In the news roundup below, how many engineers did Ed Miliband pledge to have trained by 2020?

Page:
---

Read more on Staff Essentials.

Tuesday, 25 November 2014

In the news - Ed Miliband promises to train up thousands of female engineers

Thousands of female engineers will be trained up as part of a 'national mission' to get Britain building again, Ed Miliband announced today.
The Labour leader said it was a 'national embarrassment' that just one in 25 engineers were women.
He pledged to ensure an extra 400,000 engineers were trained up by 2020 - with a Labour source promising a 'significant increase' in the proportion of women.

By Tom McTague, Daily Mail, 24 November 2014
Read more here.

Monday, 24 November 2014

In the news - Why women leave academia and why universities should be worried

Young women scientists leave academia in far greater numbers than men for three reasons. During their time as PhD candidates, large numbers of women conclude that (i) the characteristics of academic careers are unappealing, (ii) the impediments they will encounter are disproportionate, and (iii) the sacrifices they will have to make are great.
This is the conclusion of The chemistry PhD: the impact on women's retention, a report for the UK Resource Centre for Women in SET and the Royal Society of Chemistry. In this report, the results of a longitudinal study with PhD students in chemistry in the UK are presented.
Read more here.

Saturday, 22 November 2014

In the news - 5 practical things that men can do for gender equality at work

I can't put it any better than the opening lines of this article:

There is no shortage of advice for women who want a more level playing field at work:
We should learn to accept criticism, stop apologizing, change our tone of voice, learn how to negotiate, sit at the table, and "lean in," yet still find that elusive work-life balance at the same time.
But we will never reach equality with only one gender putting forth all the effort.
In fact, studies have shown that the best people to promote both gender and racial diversity at work are . . . white men.

Read more here.

In the news - Hundreds of PhD students chasing every early career post

Something we all know, but useful to see quantified - especially when the jump from PhD to post-doc is one of the biggest leaks in the pipeline for all underrepresented groups.

As many as 200 applicants are chasing every early career post at top universities, an investigation by Times Higher Education has shown.
Despite many universities recently starting their own flagship schemes to recruit top PhD students, competition for a limited number of postdoctoral research posts remains fierce, according to figures obtained under the Freedom of Information Act.
Many of the fixed-term research posts advertised by universities, which are viewed as a stepping stone to a permanent academic job, receive hundreds of applications for a handful of posts, our data reveal.

Read more here.

In the news - Ten Simple Rules to Achieve Conference Speaker Gender Balance

For those who think gender balance is all too much like hard work, here are ten ways a few small changes can make big improvements at one of the most public science stages - conferences:

Recently, the quantum molecular science world was in uproar [1], [2]. The preliminary list of approximately 25 speakers for the International Congress of Quantum Chemistry (ICQC) was published online, with no women speakers listed. One reaction to this list was to set up a petition to “condemn gender-biased discriminatory practices of which ICQC-2015 is the most recent example” [3]. This resulted in an apology and a new speaker list with six women speakers [4].
Sadly though, this is not an isolated incident: men-only invited conference speaker lists are all too common [5].
How can we get gender balance right? To begin with, it's worth reminding ourselves why gender balance is important.

---

Provided records:
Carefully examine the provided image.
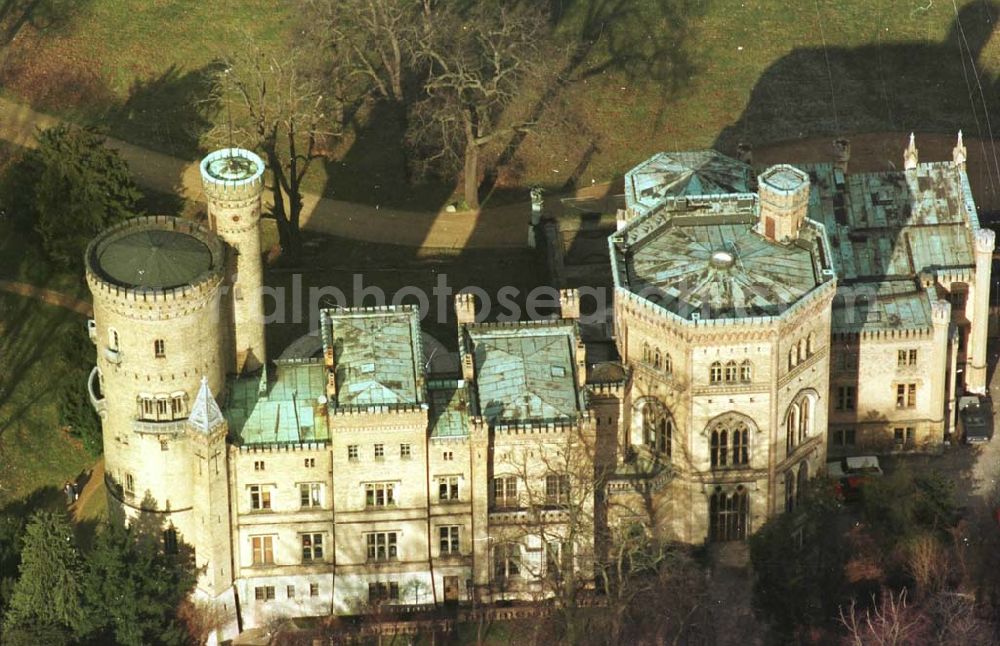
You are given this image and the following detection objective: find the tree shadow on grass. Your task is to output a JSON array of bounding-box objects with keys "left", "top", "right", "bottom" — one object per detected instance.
[{"left": 107, "top": 62, "right": 222, "bottom": 159}]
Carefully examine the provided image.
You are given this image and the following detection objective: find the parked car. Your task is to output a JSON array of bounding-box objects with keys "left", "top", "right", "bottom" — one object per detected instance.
[
  {"left": 826, "top": 455, "right": 882, "bottom": 500},
  {"left": 958, "top": 395, "right": 993, "bottom": 444}
]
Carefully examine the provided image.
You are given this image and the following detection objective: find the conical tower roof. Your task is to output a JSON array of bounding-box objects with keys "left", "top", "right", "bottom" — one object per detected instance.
[{"left": 188, "top": 377, "right": 226, "bottom": 435}]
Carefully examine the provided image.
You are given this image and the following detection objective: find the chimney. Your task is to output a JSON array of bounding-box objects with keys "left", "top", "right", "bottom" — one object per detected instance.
[
  {"left": 951, "top": 130, "right": 969, "bottom": 170},
  {"left": 903, "top": 132, "right": 919, "bottom": 170},
  {"left": 757, "top": 164, "right": 810, "bottom": 242},
  {"left": 455, "top": 292, "right": 476, "bottom": 325},
  {"left": 833, "top": 137, "right": 851, "bottom": 174},
  {"left": 559, "top": 289, "right": 580, "bottom": 319},
  {"left": 736, "top": 143, "right": 753, "bottom": 166}
]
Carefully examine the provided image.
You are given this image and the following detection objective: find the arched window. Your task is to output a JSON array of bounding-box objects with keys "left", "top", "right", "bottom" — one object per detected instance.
[
  {"left": 712, "top": 426, "right": 729, "bottom": 467},
  {"left": 708, "top": 485, "right": 750, "bottom": 542},
  {"left": 799, "top": 397, "right": 812, "bottom": 442},
  {"left": 730, "top": 422, "right": 750, "bottom": 466},
  {"left": 785, "top": 404, "right": 799, "bottom": 455},
  {"left": 785, "top": 469, "right": 795, "bottom": 513},
  {"left": 642, "top": 401, "right": 674, "bottom": 457}
]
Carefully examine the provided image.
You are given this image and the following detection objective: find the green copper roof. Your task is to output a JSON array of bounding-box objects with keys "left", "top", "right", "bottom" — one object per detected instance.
[
  {"left": 225, "top": 361, "right": 330, "bottom": 444},
  {"left": 427, "top": 380, "right": 469, "bottom": 438},
  {"left": 97, "top": 228, "right": 212, "bottom": 289},
  {"left": 323, "top": 307, "right": 425, "bottom": 407},
  {"left": 467, "top": 323, "right": 581, "bottom": 422}
]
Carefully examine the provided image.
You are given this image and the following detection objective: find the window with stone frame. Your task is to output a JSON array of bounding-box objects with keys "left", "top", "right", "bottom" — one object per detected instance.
[
  {"left": 438, "top": 525, "right": 461, "bottom": 556},
  {"left": 249, "top": 485, "right": 271, "bottom": 511},
  {"left": 299, "top": 482, "right": 323, "bottom": 507},
  {"left": 365, "top": 532, "right": 399, "bottom": 561},
  {"left": 438, "top": 476, "right": 460, "bottom": 502},
  {"left": 250, "top": 536, "right": 274, "bottom": 565},
  {"left": 708, "top": 361, "right": 722, "bottom": 384},
  {"left": 493, "top": 543, "right": 521, "bottom": 582},
  {"left": 365, "top": 482, "right": 396, "bottom": 507},
  {"left": 545, "top": 474, "right": 569, "bottom": 506},
  {"left": 493, "top": 476, "right": 519, "bottom": 508},
  {"left": 301, "top": 532, "right": 323, "bottom": 562}
]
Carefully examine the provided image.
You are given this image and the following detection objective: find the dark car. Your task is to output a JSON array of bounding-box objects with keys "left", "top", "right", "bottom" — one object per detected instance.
[{"left": 958, "top": 395, "right": 993, "bottom": 444}]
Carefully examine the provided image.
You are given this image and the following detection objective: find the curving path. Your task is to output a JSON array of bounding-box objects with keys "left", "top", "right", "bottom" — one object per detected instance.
[{"left": 0, "top": 97, "right": 530, "bottom": 249}]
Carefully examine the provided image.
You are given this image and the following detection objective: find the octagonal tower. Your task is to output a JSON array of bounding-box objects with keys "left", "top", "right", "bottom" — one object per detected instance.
[{"left": 201, "top": 148, "right": 267, "bottom": 373}]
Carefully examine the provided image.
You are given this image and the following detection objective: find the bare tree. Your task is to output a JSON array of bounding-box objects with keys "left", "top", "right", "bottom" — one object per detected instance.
[
  {"left": 307, "top": 0, "right": 434, "bottom": 104},
  {"left": 497, "top": 428, "right": 596, "bottom": 643},
  {"left": 211, "top": 36, "right": 341, "bottom": 258},
  {"left": 407, "top": 3, "right": 547, "bottom": 209}
]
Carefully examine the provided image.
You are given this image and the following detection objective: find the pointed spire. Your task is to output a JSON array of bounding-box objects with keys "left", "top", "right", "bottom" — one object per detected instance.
[
  {"left": 903, "top": 132, "right": 919, "bottom": 170},
  {"left": 951, "top": 130, "right": 969, "bottom": 169},
  {"left": 188, "top": 377, "right": 225, "bottom": 435}
]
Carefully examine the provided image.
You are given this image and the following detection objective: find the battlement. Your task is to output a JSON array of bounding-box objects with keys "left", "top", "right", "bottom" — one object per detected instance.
[
  {"left": 85, "top": 215, "right": 225, "bottom": 307},
  {"left": 200, "top": 148, "right": 266, "bottom": 201}
]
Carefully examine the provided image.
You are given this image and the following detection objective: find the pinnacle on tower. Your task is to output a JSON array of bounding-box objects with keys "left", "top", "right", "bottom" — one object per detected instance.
[
  {"left": 951, "top": 130, "right": 969, "bottom": 168},
  {"left": 903, "top": 132, "right": 919, "bottom": 170},
  {"left": 188, "top": 376, "right": 225, "bottom": 435}
]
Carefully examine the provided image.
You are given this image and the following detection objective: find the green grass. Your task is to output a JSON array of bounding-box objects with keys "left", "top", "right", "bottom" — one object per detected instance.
[
  {"left": 2, "top": 0, "right": 1000, "bottom": 208},
  {"left": 0, "top": 293, "right": 94, "bottom": 508}
]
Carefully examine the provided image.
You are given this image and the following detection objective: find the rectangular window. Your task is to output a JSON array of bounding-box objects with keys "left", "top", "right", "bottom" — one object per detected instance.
[
  {"left": 365, "top": 532, "right": 398, "bottom": 561},
  {"left": 302, "top": 534, "right": 323, "bottom": 561},
  {"left": 365, "top": 482, "right": 396, "bottom": 507},
  {"left": 438, "top": 525, "right": 459, "bottom": 556},
  {"left": 368, "top": 582, "right": 399, "bottom": 603},
  {"left": 837, "top": 386, "right": 855, "bottom": 410},
  {"left": 545, "top": 475, "right": 569, "bottom": 505},
  {"left": 896, "top": 384, "right": 917, "bottom": 408},
  {"left": 493, "top": 543, "right": 521, "bottom": 581},
  {"left": 438, "top": 476, "right": 458, "bottom": 501},
  {"left": 299, "top": 482, "right": 323, "bottom": 507},
  {"left": 250, "top": 536, "right": 274, "bottom": 565},
  {"left": 250, "top": 485, "right": 271, "bottom": 510},
  {"left": 493, "top": 476, "right": 517, "bottom": 507}
]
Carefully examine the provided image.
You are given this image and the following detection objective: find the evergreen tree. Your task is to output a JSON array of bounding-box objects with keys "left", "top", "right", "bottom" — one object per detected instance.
[
  {"left": 4, "top": 511, "right": 85, "bottom": 643},
  {"left": 85, "top": 523, "right": 195, "bottom": 645},
  {"left": 0, "top": 125, "right": 141, "bottom": 266}
]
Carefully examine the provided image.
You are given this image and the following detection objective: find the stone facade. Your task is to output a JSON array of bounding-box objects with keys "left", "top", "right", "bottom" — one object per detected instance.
[{"left": 87, "top": 142, "right": 994, "bottom": 638}]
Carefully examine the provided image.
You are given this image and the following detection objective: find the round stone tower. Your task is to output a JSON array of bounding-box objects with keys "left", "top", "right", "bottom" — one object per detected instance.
[
  {"left": 201, "top": 148, "right": 266, "bottom": 373},
  {"left": 85, "top": 216, "right": 227, "bottom": 534}
]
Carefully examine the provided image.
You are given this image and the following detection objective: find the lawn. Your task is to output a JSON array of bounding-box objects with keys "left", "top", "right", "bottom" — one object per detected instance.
[
  {"left": 0, "top": 293, "right": 94, "bottom": 508},
  {"left": 0, "top": 0, "right": 1000, "bottom": 208}
]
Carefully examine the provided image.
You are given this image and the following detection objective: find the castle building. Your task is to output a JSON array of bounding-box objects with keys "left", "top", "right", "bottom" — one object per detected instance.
[{"left": 86, "top": 140, "right": 993, "bottom": 638}]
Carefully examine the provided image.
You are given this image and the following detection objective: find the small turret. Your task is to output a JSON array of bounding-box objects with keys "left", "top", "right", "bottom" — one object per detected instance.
[
  {"left": 951, "top": 130, "right": 969, "bottom": 170},
  {"left": 903, "top": 132, "right": 920, "bottom": 170}
]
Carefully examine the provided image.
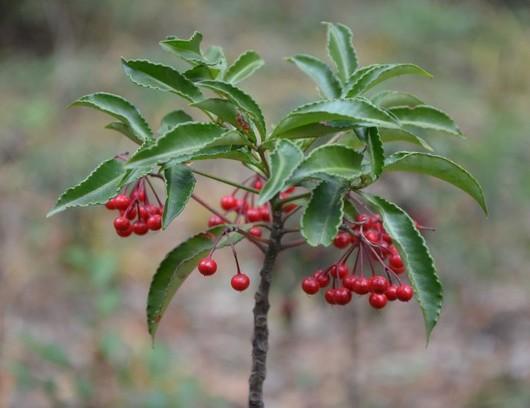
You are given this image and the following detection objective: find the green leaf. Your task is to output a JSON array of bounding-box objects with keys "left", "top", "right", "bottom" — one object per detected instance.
[
  {"left": 343, "top": 64, "right": 432, "bottom": 98},
  {"left": 127, "top": 122, "right": 226, "bottom": 167},
  {"left": 147, "top": 226, "right": 242, "bottom": 338},
  {"left": 72, "top": 92, "right": 153, "bottom": 141},
  {"left": 198, "top": 81, "right": 266, "bottom": 136},
  {"left": 300, "top": 181, "right": 346, "bottom": 246},
  {"left": 162, "top": 164, "right": 195, "bottom": 229},
  {"left": 363, "top": 194, "right": 443, "bottom": 340},
  {"left": 366, "top": 127, "right": 385, "bottom": 180},
  {"left": 292, "top": 144, "right": 363, "bottom": 182},
  {"left": 122, "top": 59, "right": 202, "bottom": 102},
  {"left": 389, "top": 105, "right": 462, "bottom": 136},
  {"left": 258, "top": 139, "right": 304, "bottom": 205},
  {"left": 157, "top": 109, "right": 193, "bottom": 135},
  {"left": 224, "top": 50, "right": 265, "bottom": 84},
  {"left": 385, "top": 152, "right": 488, "bottom": 214},
  {"left": 271, "top": 98, "right": 398, "bottom": 137},
  {"left": 324, "top": 22, "right": 358, "bottom": 82},
  {"left": 288, "top": 54, "right": 340, "bottom": 99}
]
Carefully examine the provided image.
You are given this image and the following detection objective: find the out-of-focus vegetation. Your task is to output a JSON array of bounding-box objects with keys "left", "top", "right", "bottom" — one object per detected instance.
[{"left": 0, "top": 0, "right": 530, "bottom": 408}]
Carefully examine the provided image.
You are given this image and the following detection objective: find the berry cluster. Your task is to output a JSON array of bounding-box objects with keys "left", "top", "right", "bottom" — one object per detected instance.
[
  {"left": 302, "top": 214, "right": 414, "bottom": 309},
  {"left": 105, "top": 177, "right": 164, "bottom": 237}
]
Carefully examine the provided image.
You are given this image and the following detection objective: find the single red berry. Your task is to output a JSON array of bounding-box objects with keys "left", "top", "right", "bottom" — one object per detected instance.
[
  {"left": 221, "top": 195, "right": 237, "bottom": 211},
  {"left": 208, "top": 215, "right": 225, "bottom": 227},
  {"left": 385, "top": 285, "right": 398, "bottom": 301},
  {"left": 230, "top": 273, "right": 250, "bottom": 292},
  {"left": 353, "top": 276, "right": 370, "bottom": 295},
  {"left": 302, "top": 276, "right": 320, "bottom": 295},
  {"left": 335, "top": 288, "right": 351, "bottom": 305},
  {"left": 368, "top": 293, "right": 387, "bottom": 309},
  {"left": 133, "top": 221, "right": 149, "bottom": 235},
  {"left": 197, "top": 257, "right": 217, "bottom": 276},
  {"left": 396, "top": 284, "right": 414, "bottom": 302},
  {"left": 369, "top": 275, "right": 389, "bottom": 294},
  {"left": 114, "top": 216, "right": 131, "bottom": 231},
  {"left": 333, "top": 231, "right": 351, "bottom": 249},
  {"left": 147, "top": 214, "right": 162, "bottom": 231}
]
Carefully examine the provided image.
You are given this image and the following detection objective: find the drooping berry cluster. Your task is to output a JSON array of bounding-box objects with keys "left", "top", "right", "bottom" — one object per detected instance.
[
  {"left": 302, "top": 214, "right": 414, "bottom": 309},
  {"left": 105, "top": 177, "right": 164, "bottom": 237}
]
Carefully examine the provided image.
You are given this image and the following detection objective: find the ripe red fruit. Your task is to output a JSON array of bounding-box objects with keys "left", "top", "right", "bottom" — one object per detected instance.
[
  {"left": 368, "top": 293, "right": 387, "bottom": 309},
  {"left": 147, "top": 214, "right": 162, "bottom": 231},
  {"left": 133, "top": 221, "right": 149, "bottom": 235},
  {"left": 369, "top": 275, "right": 389, "bottom": 294},
  {"left": 333, "top": 231, "right": 351, "bottom": 249},
  {"left": 302, "top": 276, "right": 320, "bottom": 295},
  {"left": 197, "top": 257, "right": 217, "bottom": 276},
  {"left": 208, "top": 215, "right": 225, "bottom": 227},
  {"left": 221, "top": 195, "right": 237, "bottom": 211},
  {"left": 353, "top": 276, "right": 370, "bottom": 295},
  {"left": 230, "top": 273, "right": 250, "bottom": 292},
  {"left": 113, "top": 216, "right": 131, "bottom": 231},
  {"left": 396, "top": 284, "right": 414, "bottom": 302}
]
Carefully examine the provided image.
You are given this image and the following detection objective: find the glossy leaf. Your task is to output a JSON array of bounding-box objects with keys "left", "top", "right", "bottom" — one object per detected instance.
[
  {"left": 271, "top": 98, "right": 398, "bottom": 137},
  {"left": 224, "top": 50, "right": 265, "bottom": 84},
  {"left": 147, "top": 226, "right": 242, "bottom": 338},
  {"left": 127, "top": 122, "right": 226, "bottom": 167},
  {"left": 301, "top": 181, "right": 346, "bottom": 246},
  {"left": 72, "top": 92, "right": 153, "bottom": 142},
  {"left": 324, "top": 23, "right": 358, "bottom": 82},
  {"left": 385, "top": 152, "right": 488, "bottom": 213},
  {"left": 364, "top": 194, "right": 443, "bottom": 339},
  {"left": 162, "top": 164, "right": 195, "bottom": 229},
  {"left": 288, "top": 54, "right": 340, "bottom": 99},
  {"left": 122, "top": 59, "right": 202, "bottom": 102},
  {"left": 258, "top": 140, "right": 304, "bottom": 205}
]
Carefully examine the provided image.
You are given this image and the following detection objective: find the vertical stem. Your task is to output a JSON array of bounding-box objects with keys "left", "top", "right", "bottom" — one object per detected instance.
[{"left": 248, "top": 206, "right": 282, "bottom": 408}]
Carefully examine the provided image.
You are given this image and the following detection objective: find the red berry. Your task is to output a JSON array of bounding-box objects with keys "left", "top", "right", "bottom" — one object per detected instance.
[
  {"left": 385, "top": 285, "right": 398, "bottom": 301},
  {"left": 208, "top": 215, "right": 225, "bottom": 227},
  {"left": 221, "top": 195, "right": 237, "bottom": 211},
  {"left": 396, "top": 284, "right": 414, "bottom": 302},
  {"left": 114, "top": 217, "right": 131, "bottom": 231},
  {"left": 197, "top": 257, "right": 217, "bottom": 276},
  {"left": 333, "top": 231, "right": 351, "bottom": 249},
  {"left": 369, "top": 275, "right": 389, "bottom": 294},
  {"left": 230, "top": 273, "right": 250, "bottom": 292},
  {"left": 302, "top": 276, "right": 320, "bottom": 295},
  {"left": 368, "top": 293, "right": 387, "bottom": 309},
  {"left": 133, "top": 221, "right": 149, "bottom": 235},
  {"left": 353, "top": 276, "right": 370, "bottom": 295},
  {"left": 147, "top": 214, "right": 162, "bottom": 231}
]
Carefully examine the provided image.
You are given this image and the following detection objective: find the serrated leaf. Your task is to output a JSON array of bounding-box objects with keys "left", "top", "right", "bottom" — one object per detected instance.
[
  {"left": 291, "top": 144, "right": 363, "bottom": 182},
  {"left": 127, "top": 122, "right": 226, "bottom": 167},
  {"left": 223, "top": 50, "right": 265, "bottom": 84},
  {"left": 385, "top": 152, "right": 488, "bottom": 214},
  {"left": 343, "top": 64, "right": 432, "bottom": 98},
  {"left": 147, "top": 226, "right": 242, "bottom": 339},
  {"left": 198, "top": 81, "right": 266, "bottom": 136},
  {"left": 157, "top": 109, "right": 193, "bottom": 135},
  {"left": 72, "top": 92, "right": 153, "bottom": 141},
  {"left": 288, "top": 54, "right": 340, "bottom": 99},
  {"left": 271, "top": 98, "right": 399, "bottom": 137},
  {"left": 389, "top": 105, "right": 462, "bottom": 136},
  {"left": 162, "top": 164, "right": 195, "bottom": 229},
  {"left": 363, "top": 194, "right": 443, "bottom": 340},
  {"left": 258, "top": 140, "right": 304, "bottom": 205},
  {"left": 324, "top": 22, "right": 358, "bottom": 82},
  {"left": 122, "top": 59, "right": 202, "bottom": 102},
  {"left": 300, "top": 181, "right": 346, "bottom": 246}
]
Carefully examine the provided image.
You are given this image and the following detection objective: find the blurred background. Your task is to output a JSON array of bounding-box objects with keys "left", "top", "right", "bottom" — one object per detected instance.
[{"left": 0, "top": 0, "right": 530, "bottom": 408}]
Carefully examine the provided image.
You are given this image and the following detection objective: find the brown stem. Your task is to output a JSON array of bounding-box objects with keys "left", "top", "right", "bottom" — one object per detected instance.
[{"left": 248, "top": 208, "right": 282, "bottom": 408}]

---

Reply to the exercise: An extra 400,000.